> _Assigned task_
Word for word, copy the line containing "If you could mark the building" and each line after it in the records below, ending with the last line.
[The records]
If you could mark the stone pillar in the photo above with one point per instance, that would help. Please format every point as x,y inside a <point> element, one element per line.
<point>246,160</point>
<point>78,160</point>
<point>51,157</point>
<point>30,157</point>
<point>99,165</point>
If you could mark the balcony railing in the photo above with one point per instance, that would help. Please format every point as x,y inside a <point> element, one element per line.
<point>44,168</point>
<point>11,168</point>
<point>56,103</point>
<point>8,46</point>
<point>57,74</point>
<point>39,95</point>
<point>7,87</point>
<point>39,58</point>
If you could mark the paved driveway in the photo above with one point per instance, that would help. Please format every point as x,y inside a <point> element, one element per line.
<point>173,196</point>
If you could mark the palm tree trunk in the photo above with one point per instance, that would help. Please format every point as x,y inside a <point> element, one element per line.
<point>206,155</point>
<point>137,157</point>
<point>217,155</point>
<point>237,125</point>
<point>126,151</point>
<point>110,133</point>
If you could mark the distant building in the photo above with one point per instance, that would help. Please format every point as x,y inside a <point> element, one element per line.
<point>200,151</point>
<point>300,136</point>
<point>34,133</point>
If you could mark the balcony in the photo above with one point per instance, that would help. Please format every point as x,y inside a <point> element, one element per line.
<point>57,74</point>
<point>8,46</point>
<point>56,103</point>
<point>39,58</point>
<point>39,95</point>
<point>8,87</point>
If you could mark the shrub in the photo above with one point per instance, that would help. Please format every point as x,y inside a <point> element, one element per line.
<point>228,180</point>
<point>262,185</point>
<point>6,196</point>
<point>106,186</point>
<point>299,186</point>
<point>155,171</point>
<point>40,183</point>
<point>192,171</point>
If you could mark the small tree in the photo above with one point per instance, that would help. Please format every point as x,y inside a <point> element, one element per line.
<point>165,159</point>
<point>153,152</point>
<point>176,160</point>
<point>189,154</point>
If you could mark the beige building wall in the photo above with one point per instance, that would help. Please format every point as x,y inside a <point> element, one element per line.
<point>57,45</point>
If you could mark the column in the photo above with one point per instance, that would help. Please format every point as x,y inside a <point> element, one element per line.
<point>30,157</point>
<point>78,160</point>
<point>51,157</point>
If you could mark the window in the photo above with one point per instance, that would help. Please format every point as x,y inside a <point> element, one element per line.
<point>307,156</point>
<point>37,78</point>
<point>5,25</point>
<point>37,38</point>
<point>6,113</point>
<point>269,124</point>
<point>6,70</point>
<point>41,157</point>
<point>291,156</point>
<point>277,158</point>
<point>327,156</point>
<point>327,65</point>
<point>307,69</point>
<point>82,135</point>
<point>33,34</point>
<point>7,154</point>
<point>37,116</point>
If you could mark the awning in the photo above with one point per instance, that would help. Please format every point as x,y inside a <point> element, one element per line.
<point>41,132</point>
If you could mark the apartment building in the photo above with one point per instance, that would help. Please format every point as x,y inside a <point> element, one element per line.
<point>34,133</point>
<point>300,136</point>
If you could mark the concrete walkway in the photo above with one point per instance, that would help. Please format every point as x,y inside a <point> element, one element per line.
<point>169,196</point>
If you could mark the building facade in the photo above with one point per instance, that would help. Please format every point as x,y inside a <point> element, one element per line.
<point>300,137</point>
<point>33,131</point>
[/The records]
> _Task answer_
If you could mark the building facade in the photo above with one point per instance, that would help. Please format every point as x,y inside a <point> element, one element per line.
<point>300,137</point>
<point>33,131</point>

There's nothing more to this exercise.